Switch "wooden post" to "timber post" wherever it occurs in the material, from the line containing "Kindly place a point on the forested" through the end of the material, inclusive, and give those lines again with nothing else changed.

BEGIN Excerpted data

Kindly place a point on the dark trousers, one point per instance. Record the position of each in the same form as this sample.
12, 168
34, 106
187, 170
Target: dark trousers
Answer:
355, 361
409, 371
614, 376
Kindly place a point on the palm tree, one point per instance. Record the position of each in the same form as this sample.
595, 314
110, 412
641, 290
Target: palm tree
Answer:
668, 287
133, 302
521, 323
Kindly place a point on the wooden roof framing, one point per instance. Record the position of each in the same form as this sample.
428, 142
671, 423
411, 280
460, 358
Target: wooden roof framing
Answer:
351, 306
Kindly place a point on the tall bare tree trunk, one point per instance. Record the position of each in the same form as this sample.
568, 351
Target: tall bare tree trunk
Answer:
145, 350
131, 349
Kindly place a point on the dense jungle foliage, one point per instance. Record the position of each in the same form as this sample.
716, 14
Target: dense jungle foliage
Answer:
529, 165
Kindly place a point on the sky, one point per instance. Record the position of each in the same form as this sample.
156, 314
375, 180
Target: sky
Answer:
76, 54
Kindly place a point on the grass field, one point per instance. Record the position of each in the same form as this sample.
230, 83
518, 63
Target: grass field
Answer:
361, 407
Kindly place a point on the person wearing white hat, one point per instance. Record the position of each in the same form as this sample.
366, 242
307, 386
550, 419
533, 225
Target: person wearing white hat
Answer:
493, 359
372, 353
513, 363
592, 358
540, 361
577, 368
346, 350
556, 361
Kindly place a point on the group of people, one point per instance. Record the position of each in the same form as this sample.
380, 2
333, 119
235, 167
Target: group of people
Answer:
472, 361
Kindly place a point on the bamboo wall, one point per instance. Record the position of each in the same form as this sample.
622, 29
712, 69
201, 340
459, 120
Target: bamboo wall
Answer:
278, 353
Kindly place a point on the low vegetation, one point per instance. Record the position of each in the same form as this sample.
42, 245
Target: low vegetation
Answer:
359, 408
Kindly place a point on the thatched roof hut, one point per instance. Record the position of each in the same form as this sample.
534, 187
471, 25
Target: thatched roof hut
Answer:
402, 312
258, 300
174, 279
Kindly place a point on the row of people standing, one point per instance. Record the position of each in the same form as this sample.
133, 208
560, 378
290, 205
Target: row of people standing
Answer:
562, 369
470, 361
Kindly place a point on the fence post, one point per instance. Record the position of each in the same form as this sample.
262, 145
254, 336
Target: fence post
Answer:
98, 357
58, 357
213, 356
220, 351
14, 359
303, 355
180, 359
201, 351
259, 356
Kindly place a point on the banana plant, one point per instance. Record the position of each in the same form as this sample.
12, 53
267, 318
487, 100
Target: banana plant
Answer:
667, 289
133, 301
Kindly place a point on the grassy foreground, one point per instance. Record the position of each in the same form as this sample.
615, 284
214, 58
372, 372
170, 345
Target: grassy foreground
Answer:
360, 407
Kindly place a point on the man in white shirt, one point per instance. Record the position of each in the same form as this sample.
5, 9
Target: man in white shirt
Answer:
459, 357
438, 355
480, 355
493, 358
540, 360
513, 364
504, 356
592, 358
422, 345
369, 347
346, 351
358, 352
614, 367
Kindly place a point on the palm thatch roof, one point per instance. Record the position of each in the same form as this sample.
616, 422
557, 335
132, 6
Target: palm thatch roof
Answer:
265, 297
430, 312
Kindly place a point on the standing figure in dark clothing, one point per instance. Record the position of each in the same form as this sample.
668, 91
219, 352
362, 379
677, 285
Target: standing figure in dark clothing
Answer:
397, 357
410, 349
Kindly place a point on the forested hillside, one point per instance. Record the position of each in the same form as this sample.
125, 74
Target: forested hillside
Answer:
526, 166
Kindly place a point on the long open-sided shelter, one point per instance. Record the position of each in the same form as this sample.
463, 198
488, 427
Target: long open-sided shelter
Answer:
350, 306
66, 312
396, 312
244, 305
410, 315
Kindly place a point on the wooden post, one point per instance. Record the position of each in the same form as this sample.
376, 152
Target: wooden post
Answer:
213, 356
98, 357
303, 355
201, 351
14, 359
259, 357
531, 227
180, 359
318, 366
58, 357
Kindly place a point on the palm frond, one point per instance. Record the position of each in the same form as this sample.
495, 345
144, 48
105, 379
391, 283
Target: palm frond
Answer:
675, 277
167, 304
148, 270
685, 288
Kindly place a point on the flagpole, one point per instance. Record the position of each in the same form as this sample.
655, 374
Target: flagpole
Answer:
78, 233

END Excerpted data

:: Task response ::
Kindly place a point on the forested hillside, one point per instance. Record the position of each in the same form as this sample.
125, 74
Target: forested hillside
Answer:
526, 166
Kindly place a point on the long open-sided shelter, one point per instance. Record the position of each in the same form as this sample.
463, 198
488, 427
Target: long open-sided shelter
Answer:
350, 306
66, 312
396, 312
244, 305
410, 315
Kindly place a point on the timber post, one point per instance. Record the position of each in the same form as this sample.
376, 152
Target: timber post
Answer:
213, 356
98, 357
303, 355
201, 351
14, 359
259, 357
531, 227
180, 359
318, 366
58, 357
Kindly place a point on the palm frond, one point per instance. Record the position of each in the same form as this sample.
495, 345
144, 48
105, 379
391, 283
Target: palm frond
Answer:
675, 277
167, 304
148, 270
685, 288
Kindly place a point on the flagpole, one point per instance. Record the position of each in the same form as this sample.
655, 374
Target: flagpole
Answer:
78, 233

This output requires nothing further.